As a result, the Company's efforts to penetrate the Japanese market were impeded
for some time. Similar events could occur again in the U.S. or abroad. The
Company's business could be severely damaged by such events.

    MANY SHARES PREVIOUSLY RESTRICTED ARE NOW AVAILABLE FOR SALE IN THE PUBLIC
MARKET.  Sales of these shares could depress the market price of the Company's
Common Stock. All of the shares of Common Stock held by founding stockholders of
the Company (1,599,212 shares at the time of the Company's initial public
offering) are currently eligible for sale without registration pursuant to Rule
144 under the Securities Act ("Rule 144"), subject to the limitations set forth
in such Rule. Lock-up agreements relating to these shares terminated on November
13, 1998. In addition, the Company's financial public relations adviser holds
options to purchase 515,000 shares, which the Company has registered for resale
under the Securities Act. Employees of the Company also hold options to purchase
shares, which may be resold pursuant to the Company's registration statement on
Form S-8.

**EXERCISE DIRECTIONS**
Please print the part of the share-sale text that begins at the words "As a result, the" and stops after "by such events.".

**ITEMS**
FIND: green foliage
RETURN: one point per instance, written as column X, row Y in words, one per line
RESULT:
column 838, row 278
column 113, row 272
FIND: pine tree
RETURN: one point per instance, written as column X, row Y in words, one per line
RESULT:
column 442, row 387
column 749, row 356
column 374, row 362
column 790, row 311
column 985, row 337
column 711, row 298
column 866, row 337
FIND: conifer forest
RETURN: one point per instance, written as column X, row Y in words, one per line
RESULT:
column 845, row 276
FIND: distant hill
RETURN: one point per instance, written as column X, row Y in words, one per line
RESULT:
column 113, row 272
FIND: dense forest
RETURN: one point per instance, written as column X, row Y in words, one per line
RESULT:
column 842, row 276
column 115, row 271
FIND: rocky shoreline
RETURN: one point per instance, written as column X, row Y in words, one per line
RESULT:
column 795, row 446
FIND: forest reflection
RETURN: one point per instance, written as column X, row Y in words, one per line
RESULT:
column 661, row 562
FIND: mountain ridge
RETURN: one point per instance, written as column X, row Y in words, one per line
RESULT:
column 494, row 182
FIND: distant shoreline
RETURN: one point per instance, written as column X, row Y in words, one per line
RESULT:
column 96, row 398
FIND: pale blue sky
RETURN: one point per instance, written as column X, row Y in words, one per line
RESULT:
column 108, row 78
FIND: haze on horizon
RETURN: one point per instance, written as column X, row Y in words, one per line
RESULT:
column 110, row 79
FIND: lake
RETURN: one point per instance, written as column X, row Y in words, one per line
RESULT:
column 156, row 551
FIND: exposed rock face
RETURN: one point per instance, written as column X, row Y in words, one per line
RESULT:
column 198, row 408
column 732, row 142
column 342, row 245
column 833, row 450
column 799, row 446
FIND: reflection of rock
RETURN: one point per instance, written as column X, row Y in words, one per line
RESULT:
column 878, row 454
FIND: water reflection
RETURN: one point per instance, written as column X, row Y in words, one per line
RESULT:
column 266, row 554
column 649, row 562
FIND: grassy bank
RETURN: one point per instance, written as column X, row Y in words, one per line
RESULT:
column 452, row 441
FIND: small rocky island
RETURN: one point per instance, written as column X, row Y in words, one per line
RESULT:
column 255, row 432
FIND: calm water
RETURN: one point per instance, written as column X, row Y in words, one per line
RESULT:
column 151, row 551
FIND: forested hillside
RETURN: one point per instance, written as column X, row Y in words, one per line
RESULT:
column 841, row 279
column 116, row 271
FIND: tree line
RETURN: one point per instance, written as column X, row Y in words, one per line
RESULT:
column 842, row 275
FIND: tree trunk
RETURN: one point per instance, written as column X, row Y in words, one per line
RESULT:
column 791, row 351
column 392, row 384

**RESPONSE FOR THIS EXERCISE**
As a result, the Company's efforts to penetrate the Japanese market were impeded
for some time. Similar events could occur again in the U.S. or abroad. The
Company's business could be severely damaged by such events.